■ WHAT TO DO
1. In the blog post about labels, when did the writer get a nose job?
2. Quote the blog post about labels, beginning at the words "Sometimes I think" and stopping after the words "pick a label.".
3. Summarize the blog post about labels in two sentences.

■ READING PASSAGE

Monday, December 6, 2010

Labels

Sometimes I think about all of the titles we give for people based on their beliefs. Feminist, Liberal, Conservative, Egalitarian, Libertarian, Empathetic, etc. But when I think about all of the beliefs I possess and all of the things I'm still unsure of I find it hard to ever pick a label.

For instance, I feel strongly about breaking the stereotypes of women in order to progress the idea of equality between the sexes. But at the same time, staunch feminists would probably look at me and laugh. I frequently visit Jezebel.com, a feminist blog. Today they had a post dedicated to "Bridalplasty" a new reality tv show where the winner gets free plastic surgery before their wedding. For the most part Jezebel puts down the idea of the show, but between the lines they obviously have strong feelings about the idea of plastic surgery in general.

I've had a nose job. I got it the summer after my senior year of high school before going to college. As a kid I was made fun of constantly for the size of my nose and I was always so self-conscious about it. I mean, I was getting made fun of for something I had absolute no control over. I was born that way, if I had the option I obviously wouldn't have 'given' myself a big nose at birth. So, I got the surgery and guess what? My self-confidence was restored and I felt great. At the same time, I finally graduated high school, was never going to see those mean people ever again if I didn't have to, and was growing up. So was my confidence attributed to the surgery or to the fact that I was growing into myself and finally given the chance to start fresh? I'll never know, but I'd like to think the surgery opened my eyes to the fact that I could start fresh and be whoever I wanted, so a little bit of both.

■ AVAILABLE DATA
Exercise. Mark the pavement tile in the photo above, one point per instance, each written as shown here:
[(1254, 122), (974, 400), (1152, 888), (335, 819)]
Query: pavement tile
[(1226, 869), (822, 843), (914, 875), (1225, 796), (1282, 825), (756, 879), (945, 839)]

■ RESULTS OF THE TASKS
1. The summer after senior year of high school, before going to college.

2.
Sometimes I think about all of the titles we give for people based on their beliefs. Feminist, Liberal, Conservative, Egalitarian, Libertarian, Empathetic, etc. But when I think about all of the beliefs I possess and all of the things I'm still unsure of I find it hard to ever pick a label.

3. The writer finds it hard to pick a label for their beliefs, since they feel strongly about breaking stereotypes of women yet think staunch feminists like those at Jezebel.com, which criticized plastic surgery in a post about "Bridalplasty," would laugh at them. Teased as a kid about their nose, the writer had a nose job after high school and felt more confident, though they can't know whether the surgery or a fresh start was the cause and think it was a bit of both.